**DATA LINES**
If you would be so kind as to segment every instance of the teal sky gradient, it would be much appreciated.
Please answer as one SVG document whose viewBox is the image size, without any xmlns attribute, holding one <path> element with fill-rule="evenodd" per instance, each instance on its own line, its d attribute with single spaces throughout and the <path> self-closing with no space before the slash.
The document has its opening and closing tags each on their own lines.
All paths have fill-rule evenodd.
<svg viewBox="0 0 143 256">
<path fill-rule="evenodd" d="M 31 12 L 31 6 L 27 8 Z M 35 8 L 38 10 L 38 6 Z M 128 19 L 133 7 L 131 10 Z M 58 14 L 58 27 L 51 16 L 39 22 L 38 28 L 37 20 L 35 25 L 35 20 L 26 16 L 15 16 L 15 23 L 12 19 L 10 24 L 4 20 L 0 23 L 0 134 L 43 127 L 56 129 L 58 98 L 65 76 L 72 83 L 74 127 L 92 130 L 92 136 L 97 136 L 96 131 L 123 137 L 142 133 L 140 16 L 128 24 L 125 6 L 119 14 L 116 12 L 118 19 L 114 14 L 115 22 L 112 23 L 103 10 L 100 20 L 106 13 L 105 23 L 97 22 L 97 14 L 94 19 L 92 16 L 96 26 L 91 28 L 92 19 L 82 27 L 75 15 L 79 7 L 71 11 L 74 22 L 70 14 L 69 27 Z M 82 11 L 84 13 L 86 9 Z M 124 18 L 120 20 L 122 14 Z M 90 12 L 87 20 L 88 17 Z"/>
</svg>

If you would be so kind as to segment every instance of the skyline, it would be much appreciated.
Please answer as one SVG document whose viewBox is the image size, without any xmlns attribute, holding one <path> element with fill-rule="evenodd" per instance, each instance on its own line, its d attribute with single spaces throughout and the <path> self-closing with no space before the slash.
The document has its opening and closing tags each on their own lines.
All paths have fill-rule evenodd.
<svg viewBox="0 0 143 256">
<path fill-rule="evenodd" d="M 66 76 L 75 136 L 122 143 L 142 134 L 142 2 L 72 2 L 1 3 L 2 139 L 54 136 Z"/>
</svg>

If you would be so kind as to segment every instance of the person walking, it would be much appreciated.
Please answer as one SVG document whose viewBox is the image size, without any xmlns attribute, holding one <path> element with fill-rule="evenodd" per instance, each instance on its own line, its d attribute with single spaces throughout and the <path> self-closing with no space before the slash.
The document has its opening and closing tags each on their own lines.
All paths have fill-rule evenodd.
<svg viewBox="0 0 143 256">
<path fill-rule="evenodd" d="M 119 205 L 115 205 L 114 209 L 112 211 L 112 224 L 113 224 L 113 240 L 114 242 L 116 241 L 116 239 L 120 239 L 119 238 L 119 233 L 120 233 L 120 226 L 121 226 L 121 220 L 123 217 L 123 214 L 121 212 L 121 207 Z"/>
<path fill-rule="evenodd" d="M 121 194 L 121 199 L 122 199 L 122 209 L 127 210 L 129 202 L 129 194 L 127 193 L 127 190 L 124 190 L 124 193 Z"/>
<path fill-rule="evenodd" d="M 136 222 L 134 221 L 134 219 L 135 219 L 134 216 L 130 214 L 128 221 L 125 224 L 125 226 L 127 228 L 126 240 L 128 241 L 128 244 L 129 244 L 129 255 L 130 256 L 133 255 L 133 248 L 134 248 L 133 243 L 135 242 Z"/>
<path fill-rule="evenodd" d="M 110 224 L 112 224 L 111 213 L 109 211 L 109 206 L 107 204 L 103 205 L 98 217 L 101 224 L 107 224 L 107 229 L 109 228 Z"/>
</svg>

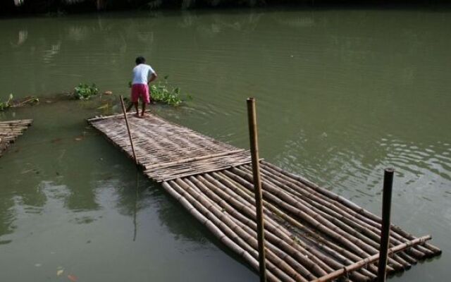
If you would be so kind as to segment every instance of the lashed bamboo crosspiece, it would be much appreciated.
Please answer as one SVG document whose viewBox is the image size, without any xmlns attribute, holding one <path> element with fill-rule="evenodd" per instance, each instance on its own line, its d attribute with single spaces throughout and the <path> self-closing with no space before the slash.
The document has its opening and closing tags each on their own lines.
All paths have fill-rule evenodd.
<svg viewBox="0 0 451 282">
<path fill-rule="evenodd" d="M 31 119 L 0 121 L 0 157 L 32 122 Z"/>
<path fill-rule="evenodd" d="M 149 116 L 128 116 L 144 173 L 162 181 L 168 193 L 258 271 L 249 152 Z M 116 116 L 90 123 L 132 156 L 123 121 Z M 327 281 L 345 275 L 354 282 L 375 281 L 381 217 L 299 176 L 266 161 L 259 164 L 267 280 Z M 392 225 L 388 272 L 402 271 L 441 252 L 426 240 Z"/>
</svg>

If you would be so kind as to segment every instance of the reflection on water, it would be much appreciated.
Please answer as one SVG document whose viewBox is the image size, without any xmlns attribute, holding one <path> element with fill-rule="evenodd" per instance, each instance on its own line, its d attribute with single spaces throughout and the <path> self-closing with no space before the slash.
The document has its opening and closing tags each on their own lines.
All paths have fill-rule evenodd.
<svg viewBox="0 0 451 282">
<path fill-rule="evenodd" d="M 245 100 L 255 96 L 267 161 L 376 213 L 383 169 L 395 167 L 393 221 L 432 233 L 444 255 L 393 280 L 442 281 L 451 262 L 451 37 L 444 27 L 450 22 L 447 11 L 415 10 L 2 20 L 0 85 L 16 97 L 81 82 L 128 93 L 134 58 L 142 54 L 194 98 L 153 111 L 245 148 Z M 0 159 L 0 264 L 8 269 L 0 280 L 56 279 L 64 264 L 92 281 L 255 281 L 87 128 L 83 119 L 99 104 L 42 102 L 0 114 L 35 119 Z"/>
</svg>

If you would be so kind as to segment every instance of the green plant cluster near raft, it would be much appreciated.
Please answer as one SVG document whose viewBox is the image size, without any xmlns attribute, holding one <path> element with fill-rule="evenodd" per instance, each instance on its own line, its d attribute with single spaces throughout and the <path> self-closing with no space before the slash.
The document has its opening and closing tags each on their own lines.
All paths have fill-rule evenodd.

**TASK BRIEF**
Convert all the items above into a JSON list of strings, one string per line, skipping blank lines. Leave the pictures out of your answer.

**ANSWER TO THE TASK**
[
  "If you would be so kind as to segment every instance of the teal sky gradient, it would be much appreciated.",
  "Please answer as one SVG document whose viewBox is the image size, without any xmlns attribute, holding one <path> element with fill-rule=\"evenodd\" per instance, each instance on its own line, its d attribute with single spaces throughout and the <path> self-closing with no space before the slash.",
  "The document has its opening and closing tags each on their own lines.",
  "All paths have fill-rule evenodd.",
  "<svg viewBox=\"0 0 143 256\">",
  "<path fill-rule=\"evenodd\" d=\"M 31 12 L 31 6 L 27 8 Z M 35 8 L 38 10 L 38 6 Z M 128 19 L 133 7 L 131 10 Z M 58 14 L 58 27 L 51 16 L 39 22 L 38 28 L 37 20 L 35 25 L 35 20 L 26 16 L 15 16 L 15 23 L 12 19 L 10 24 L 4 20 L 0 23 L 0 134 L 43 127 L 56 129 L 58 98 L 65 76 L 72 83 L 74 127 L 92 130 L 92 136 L 97 136 L 96 131 L 123 137 L 142 133 L 140 16 L 128 24 L 125 6 L 119 14 L 116 12 L 118 19 L 114 14 L 115 22 L 112 23 L 103 10 L 100 20 L 106 13 L 105 23 L 97 22 L 97 14 L 94 19 L 92 16 L 96 26 L 91 28 L 92 19 L 82 27 L 75 15 L 79 7 L 71 11 L 74 22 L 70 14 L 69 27 Z M 82 11 L 84 13 L 86 9 Z M 124 18 L 120 20 L 122 14 Z M 90 12 L 87 20 L 88 17 Z\"/>",
  "</svg>",
  "If you would be so kind as to segment every instance of the skyline, it would be much appreciated.",
  "Please answer as one SVG document whose viewBox is the image size, without any xmlns attribute, holding one <path> element with fill-rule=\"evenodd\" per instance, each instance on its own line, its d attribute with single spaces throughout and the <path> self-closing with no space before the slash.",
  "The document has its opening and closing tags each on their own lines.",
  "All paths have fill-rule evenodd.",
  "<svg viewBox=\"0 0 143 256\">",
  "<path fill-rule=\"evenodd\" d=\"M 66 76 L 75 136 L 122 143 L 142 134 L 142 2 L 72 2 L 1 3 L 2 139 L 54 136 Z\"/>",
  "</svg>",
  "If you would be so kind as to segment every instance of the person walking, it would be much appreciated.",
  "Please answer as one SVG document whose viewBox is the image size, without any xmlns attribute, holding one <path> element with fill-rule=\"evenodd\" per instance, each instance on its own line, its d attribute with single spaces throughout and the <path> self-closing with no space before the slash.",
  "The document has its opening and closing tags each on their own lines.",
  "All paths have fill-rule evenodd.",
  "<svg viewBox=\"0 0 143 256\">",
  "<path fill-rule=\"evenodd\" d=\"M 119 205 L 115 205 L 114 209 L 112 211 L 112 224 L 113 224 L 113 240 L 114 242 L 116 241 L 116 239 L 120 239 L 119 238 L 119 233 L 120 233 L 120 226 L 121 226 L 121 220 L 123 217 L 123 214 L 121 212 L 121 207 Z\"/>",
  "<path fill-rule=\"evenodd\" d=\"M 121 194 L 121 199 L 122 199 L 122 209 L 127 210 L 129 202 L 129 194 L 127 193 L 127 190 L 124 190 L 124 193 Z\"/>",
  "<path fill-rule=\"evenodd\" d=\"M 136 222 L 134 221 L 134 219 L 135 219 L 134 216 L 130 214 L 128 221 L 125 224 L 125 226 L 127 228 L 126 240 L 128 241 L 128 244 L 129 244 L 129 255 L 130 256 L 133 255 L 133 248 L 134 248 L 133 243 L 135 242 Z\"/>",
  "<path fill-rule=\"evenodd\" d=\"M 110 224 L 112 224 L 111 213 L 109 211 L 109 206 L 107 204 L 103 205 L 98 217 L 101 224 L 107 224 L 107 229 L 109 228 Z\"/>",
  "</svg>",
  "If you would be so kind as to segment every instance of the lashed bamboo crosspiece, it would be much appreciated.",
  "Please answer as one SVG document whose viewBox is the image size, without any xmlns attribute, holding one <path> element with fill-rule=\"evenodd\" per instance, each instance on its own line, its d attribute with single spaces throughout and the <path> self-closing with no space before the slash.",
  "The document has its opening and closing tags each on their own lines.",
  "All paths have fill-rule evenodd.",
  "<svg viewBox=\"0 0 451 282\">",
  "<path fill-rule=\"evenodd\" d=\"M 31 119 L 0 121 L 0 157 L 32 122 Z\"/>",
  "<path fill-rule=\"evenodd\" d=\"M 149 116 L 128 116 L 144 173 L 162 181 L 168 193 L 258 271 L 249 152 Z M 116 116 L 90 123 L 132 156 L 123 121 Z M 327 281 L 345 275 L 354 282 L 375 281 L 381 217 L 299 176 L 266 161 L 259 164 L 267 280 Z M 392 225 L 388 272 L 402 271 L 441 252 L 426 240 Z\"/>",
  "</svg>",
  "If you would be so kind as to segment every instance of the reflection on water, it would be much appreciated.",
  "Please answer as one SVG document whose viewBox is the image size, without any xmlns attribute, holding one <path> element with fill-rule=\"evenodd\" per instance, each instance on its own line, its d attribute with single spaces throughout and the <path> self-closing with no space before the slash.",
  "The document has its opening and closing tags each on their own lines.",
  "All paths have fill-rule evenodd.",
  "<svg viewBox=\"0 0 451 282\">",
  "<path fill-rule=\"evenodd\" d=\"M 245 100 L 255 96 L 267 161 L 376 213 L 383 169 L 395 167 L 393 221 L 432 233 L 444 255 L 393 280 L 442 281 L 451 262 L 451 37 L 444 27 L 450 22 L 447 11 L 415 10 L 2 20 L 0 85 L 16 97 L 81 82 L 128 93 L 134 58 L 142 54 L 194 98 L 153 111 L 245 148 Z M 0 159 L 0 264 L 8 269 L 0 280 L 56 279 L 64 264 L 92 281 L 255 281 L 87 128 L 83 119 L 99 104 L 42 102 L 0 114 L 35 119 Z\"/>",
  "</svg>",
  "If you would be so kind as to segment every instance of the green plant cluster near raft, it would be much appreciated.",
  "Please answer as one SVG document whose viewBox is the image size, without any xmlns attribute, holding one <path> element with fill-rule=\"evenodd\" per instance, each instance on its own line, its d attribute with single spaces throughout and the <path> self-closing with no space before the slash.",
  "The document has its opening and closing tags each on their own lines.",
  "All paths have fill-rule evenodd."
]